Please reproduce the entries exactly, skipping each picture.
--- Supplied data Enclosed Below ---
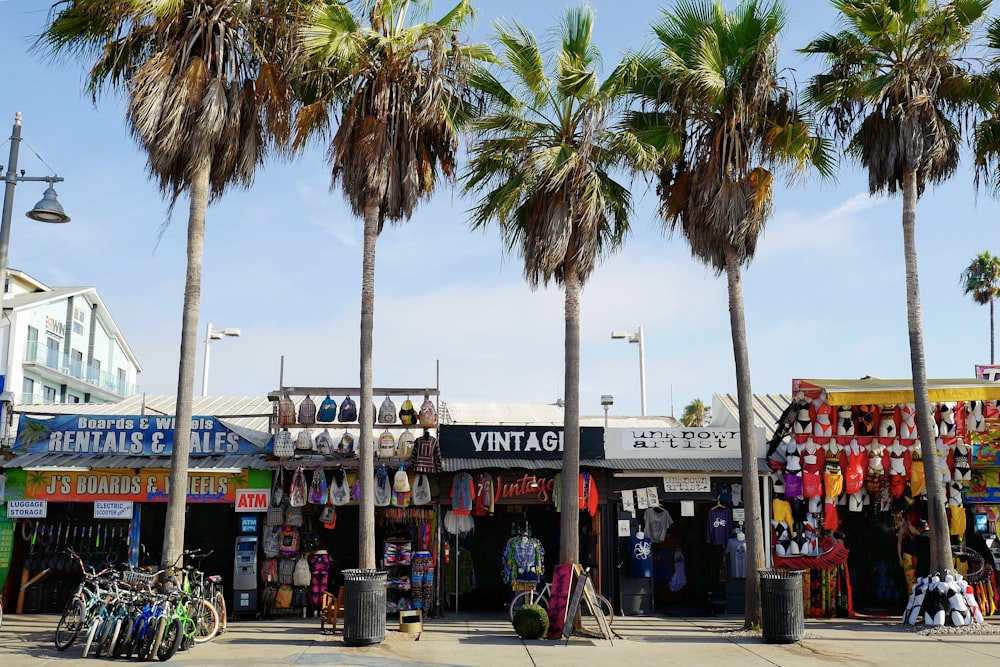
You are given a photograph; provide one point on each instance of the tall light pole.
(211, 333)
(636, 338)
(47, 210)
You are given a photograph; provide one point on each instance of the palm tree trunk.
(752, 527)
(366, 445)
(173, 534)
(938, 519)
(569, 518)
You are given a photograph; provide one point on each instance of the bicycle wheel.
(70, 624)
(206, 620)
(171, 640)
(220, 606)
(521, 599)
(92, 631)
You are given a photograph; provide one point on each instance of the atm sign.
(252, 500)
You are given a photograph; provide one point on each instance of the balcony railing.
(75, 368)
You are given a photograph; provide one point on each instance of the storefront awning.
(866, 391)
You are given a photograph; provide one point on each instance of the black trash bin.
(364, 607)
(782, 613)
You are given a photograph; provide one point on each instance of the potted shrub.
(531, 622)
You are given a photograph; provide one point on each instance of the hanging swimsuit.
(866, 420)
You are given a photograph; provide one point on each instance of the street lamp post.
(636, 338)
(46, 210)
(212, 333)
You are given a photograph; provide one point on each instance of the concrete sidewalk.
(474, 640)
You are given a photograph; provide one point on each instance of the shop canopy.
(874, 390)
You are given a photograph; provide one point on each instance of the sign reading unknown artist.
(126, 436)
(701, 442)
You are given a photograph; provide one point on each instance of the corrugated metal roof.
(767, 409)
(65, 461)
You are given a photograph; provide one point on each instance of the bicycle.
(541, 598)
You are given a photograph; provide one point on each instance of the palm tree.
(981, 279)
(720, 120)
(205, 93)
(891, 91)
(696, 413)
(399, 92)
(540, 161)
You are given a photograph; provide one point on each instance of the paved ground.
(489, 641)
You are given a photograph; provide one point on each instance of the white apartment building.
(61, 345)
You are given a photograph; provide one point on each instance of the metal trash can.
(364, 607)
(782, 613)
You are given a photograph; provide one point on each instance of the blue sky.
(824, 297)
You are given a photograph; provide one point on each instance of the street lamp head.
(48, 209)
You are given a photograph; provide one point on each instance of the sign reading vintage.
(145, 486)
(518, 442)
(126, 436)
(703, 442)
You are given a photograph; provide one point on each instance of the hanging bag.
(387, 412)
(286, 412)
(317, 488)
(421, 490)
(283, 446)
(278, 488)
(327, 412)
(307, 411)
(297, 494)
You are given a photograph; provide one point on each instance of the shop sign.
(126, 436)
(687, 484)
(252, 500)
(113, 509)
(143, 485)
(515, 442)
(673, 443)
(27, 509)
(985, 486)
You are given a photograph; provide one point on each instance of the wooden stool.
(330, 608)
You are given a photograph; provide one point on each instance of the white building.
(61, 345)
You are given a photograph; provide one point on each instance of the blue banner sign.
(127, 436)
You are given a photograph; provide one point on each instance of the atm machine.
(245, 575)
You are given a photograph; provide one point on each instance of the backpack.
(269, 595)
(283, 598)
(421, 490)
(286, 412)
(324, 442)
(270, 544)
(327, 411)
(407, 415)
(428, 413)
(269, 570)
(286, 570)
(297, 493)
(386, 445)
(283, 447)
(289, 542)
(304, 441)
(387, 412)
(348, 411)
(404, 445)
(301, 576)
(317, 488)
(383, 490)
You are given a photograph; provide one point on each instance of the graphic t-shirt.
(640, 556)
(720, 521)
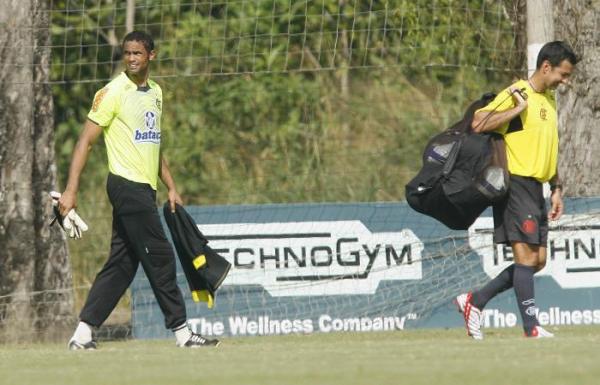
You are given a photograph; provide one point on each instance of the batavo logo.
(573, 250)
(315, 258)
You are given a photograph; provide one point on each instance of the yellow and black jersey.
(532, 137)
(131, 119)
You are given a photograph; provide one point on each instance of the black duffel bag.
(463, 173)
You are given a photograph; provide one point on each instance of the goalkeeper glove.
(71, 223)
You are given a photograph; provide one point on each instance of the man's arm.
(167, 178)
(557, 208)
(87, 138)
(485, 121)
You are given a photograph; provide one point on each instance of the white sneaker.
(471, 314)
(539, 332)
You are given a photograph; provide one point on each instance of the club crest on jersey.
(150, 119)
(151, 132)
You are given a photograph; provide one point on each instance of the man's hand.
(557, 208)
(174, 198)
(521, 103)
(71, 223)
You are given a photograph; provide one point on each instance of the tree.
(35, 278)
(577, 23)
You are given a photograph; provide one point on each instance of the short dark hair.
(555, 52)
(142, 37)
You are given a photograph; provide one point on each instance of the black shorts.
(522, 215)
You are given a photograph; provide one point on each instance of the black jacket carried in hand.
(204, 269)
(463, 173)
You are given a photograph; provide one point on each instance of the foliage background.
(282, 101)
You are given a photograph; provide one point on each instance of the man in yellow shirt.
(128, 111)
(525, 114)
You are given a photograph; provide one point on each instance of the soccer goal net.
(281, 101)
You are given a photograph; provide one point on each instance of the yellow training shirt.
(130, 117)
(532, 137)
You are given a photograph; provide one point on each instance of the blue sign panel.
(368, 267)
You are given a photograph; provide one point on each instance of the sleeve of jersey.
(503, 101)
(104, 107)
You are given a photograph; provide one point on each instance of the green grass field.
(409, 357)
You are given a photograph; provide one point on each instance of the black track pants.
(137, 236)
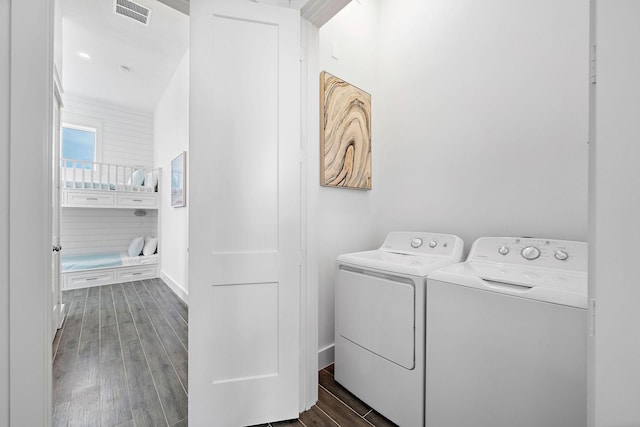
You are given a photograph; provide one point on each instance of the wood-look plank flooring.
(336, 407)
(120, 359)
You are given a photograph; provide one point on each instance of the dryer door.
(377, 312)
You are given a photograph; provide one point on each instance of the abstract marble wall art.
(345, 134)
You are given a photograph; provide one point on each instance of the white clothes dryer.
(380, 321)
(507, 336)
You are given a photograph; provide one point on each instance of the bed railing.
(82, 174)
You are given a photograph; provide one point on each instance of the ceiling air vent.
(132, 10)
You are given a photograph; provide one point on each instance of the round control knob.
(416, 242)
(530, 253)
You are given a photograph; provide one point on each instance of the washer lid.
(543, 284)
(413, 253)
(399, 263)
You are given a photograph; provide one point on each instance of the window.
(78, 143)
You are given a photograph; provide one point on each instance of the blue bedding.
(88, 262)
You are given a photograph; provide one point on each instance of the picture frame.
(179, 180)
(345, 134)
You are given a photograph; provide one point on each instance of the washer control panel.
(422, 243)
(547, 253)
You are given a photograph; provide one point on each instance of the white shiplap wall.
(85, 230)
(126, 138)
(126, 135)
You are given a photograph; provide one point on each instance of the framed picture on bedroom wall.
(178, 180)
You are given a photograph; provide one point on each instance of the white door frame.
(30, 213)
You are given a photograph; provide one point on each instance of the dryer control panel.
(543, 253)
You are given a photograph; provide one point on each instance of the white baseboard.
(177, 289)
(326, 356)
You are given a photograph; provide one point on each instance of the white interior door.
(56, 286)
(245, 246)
--- End of Enclosed Supplied data ---
- _Answer space_:
You are given a photograph; provide one point on each instance of the tall light pole.
(211, 333)
(636, 338)
(47, 210)
You are given a photograph; provide one point on each instance of the palm tree trunk.
(752, 527)
(366, 445)
(173, 534)
(938, 519)
(569, 518)
You are given a photograph; provide one point on each instance of the bicycle wheel.
(70, 624)
(206, 620)
(171, 640)
(220, 606)
(521, 599)
(92, 631)
You are given a photograph; provide one point on each instance of the atm sign.
(252, 500)
You are given a photograph; provide one point on each instance of the balcony railing.
(75, 368)
You are given a photograph; provide one point on each instance of the storefront awning.
(866, 391)
You are given a photograph; provide one point on each instance of the black trash bin.
(364, 607)
(782, 613)
You are given a photograph; provide one point on each instance of the potted shrub.
(531, 622)
You are given a photograph; provide one point on each instance of the hanging swimsuit.
(866, 420)
You are given a photograph; provide one point on each instance of the street lamp post.
(636, 338)
(46, 210)
(212, 333)
You are given a photograph; provide one point on each instance of the concrete sidewalk.
(474, 640)
You are given a photograph; provide one point on each instance of the shop canopy.
(874, 390)
You are given a photograph; provide one point on each instance of the sign reading unknown artist.
(126, 436)
(701, 442)
You are given a photograph; provide one point on each instance of the corrugated metal roof.
(767, 409)
(65, 461)
You are given a photograph; provide one point on each instance of the bicycle.
(541, 598)
You are given a photograph; provide one point on each instance of the palm tree.
(981, 279)
(720, 120)
(205, 93)
(891, 91)
(696, 413)
(399, 92)
(540, 161)
You are given a photograph; provide one point on each instance of the paved ground.
(489, 641)
You are given a photograph; provide one point on each instance of the white apartment building.
(61, 345)
You are given a photograph; provide one point on each instance of the metal trash can.
(364, 607)
(782, 613)
You are given a photograph; provide one point on each instance of the blue sky.
(824, 297)
You are given a photograph; provide one point on each instance of the street lamp head.
(48, 209)
You are given a photograph; provide one point on each instance of the sign reading vintage.
(145, 486)
(518, 442)
(126, 436)
(703, 442)
You are given a photograph; provide one point on each instance of the hanging bag.
(387, 412)
(286, 412)
(317, 488)
(421, 490)
(283, 446)
(278, 488)
(327, 412)
(307, 411)
(297, 494)
You are given a photograph; provide one point on each instance of the shop sign.
(126, 436)
(687, 484)
(252, 500)
(113, 509)
(143, 485)
(515, 442)
(673, 443)
(27, 509)
(985, 486)
You are given a photograph; provide one point on each instance of the wooden stool.
(330, 608)
You are given a photograph; provide one point on each instance of the white building.
(61, 345)
You are given a photograph; provide one point on each instance of the blue banner sign.
(127, 436)
You are given a photograph; provide one point on each instance of the atm machine.
(245, 575)
You are given a photograph; provide one point on each instance of the backpack.
(269, 595)
(283, 598)
(421, 490)
(286, 412)
(324, 442)
(270, 544)
(327, 411)
(407, 415)
(428, 413)
(269, 570)
(286, 570)
(297, 493)
(386, 445)
(283, 447)
(289, 542)
(304, 441)
(387, 412)
(348, 411)
(404, 445)
(301, 576)
(317, 488)
(383, 490)
You are given a photograph; provide one point on each instance of the graphic t-shirt.
(640, 556)
(720, 521)
You are given a photograph; provide one point on each instance of the batavo logo.
(573, 250)
(315, 258)
You are given a photograph; provide one point on each instance of the yellow and black jersey.
(532, 137)
(131, 119)
You are given a photograph; provide one point on each instance of the black duffel bag.
(463, 173)
You are given a photograph; provide one point on each instance of the goalkeeper glove.
(71, 223)
You are given a photograph; provide one point on each instance of the man's arm.
(167, 178)
(557, 208)
(87, 138)
(485, 121)
You are given a photograph; provide one point on each instance of the white sneaker.
(471, 314)
(539, 332)
You are given a photograph; provide one point on each instance of the club crest on jersey.
(150, 119)
(151, 132)
You are given a photograph; provide one point on each instance of the man's hand.
(557, 208)
(174, 198)
(521, 103)
(71, 223)
You are given a photograph; provide one point on each instance of the tree.
(35, 278)
(577, 23)
You are given a photograph; provide one point on each instance of the short dark hair.
(555, 52)
(142, 37)
You are given a photograph; provide one point on each instance of the black shorts.
(522, 215)
You are given a photograph; provide one point on each instance of the black jacket carried in hand.
(204, 269)
(463, 173)
You are given a photograph; provide one point on each instance of the foliage background.
(282, 101)
You are given a photograph; provide one point on each instance of the man in yellow shirt.
(128, 111)
(525, 114)
You are given a photograph; provide one point on each instance of the soccer goal net.
(281, 101)
You are given a photograph; provide one point on each instance of the yellow training shirt.
(130, 117)
(532, 137)
You are given a photograph; provide one point on each instance of the blue sign panel.
(368, 267)
You are given a photograph; provide one point on each instance of the sleeve of jersey.
(503, 101)
(104, 107)
You are given a photograph; provide one point on each instance of the green grass field.
(409, 357)
You are given a photograph; provide one point on each instance of the black track pants.
(137, 236)
You are given a photograph; provide one point on each instance of the wood-look plank flooring.
(336, 407)
(120, 359)
You are given a photograph; provide one point on each instance of the dryer door.
(377, 312)
You are given a photograph; provide one point on each instance of the abstract marble wall art.
(345, 134)
You are given a photograph; provide one point on each instance of the white clothes dryer.
(380, 321)
(507, 336)
You are given a photograph; provide one point on each instance of the bed railing.
(82, 174)
You are given a photograph; provide one point on each instance of the ceiling air vent.
(132, 10)
You are given a photograph; provide one point on each instance of the round control knob.
(416, 242)
(530, 253)
You are given a photograph; provide one point on each instance of the washer lid.
(543, 284)
(413, 253)
(399, 263)
You are given a photograph; provide one point on each instance of the window.
(78, 143)
You are given a photograph; provide one point on each instance of the blue bedding.
(88, 262)
You are given a photograph; provide one point on each instance of the picture frame.
(179, 180)
(345, 134)
You are given a photograph; provide one point on each instance of the washer control panel.
(422, 243)
(547, 253)
You are given a photograph; provide one point on each instance of the white shiplap wall.
(85, 230)
(126, 138)
(126, 135)
You are given a photograph; provide one point on each instance of the framed picture on bedroom wall.
(178, 180)
You are given a photograph; provide one point on each instance of the white door frame.
(30, 213)
You are given a photograph; provide one point on each instance of the dryer control panel.
(543, 253)
You are given a photograph; provide one point on each instance of the white baseboard.
(177, 289)
(326, 356)
You are given a photograph; provide one point on each instance of the white interior door.
(56, 286)
(245, 246)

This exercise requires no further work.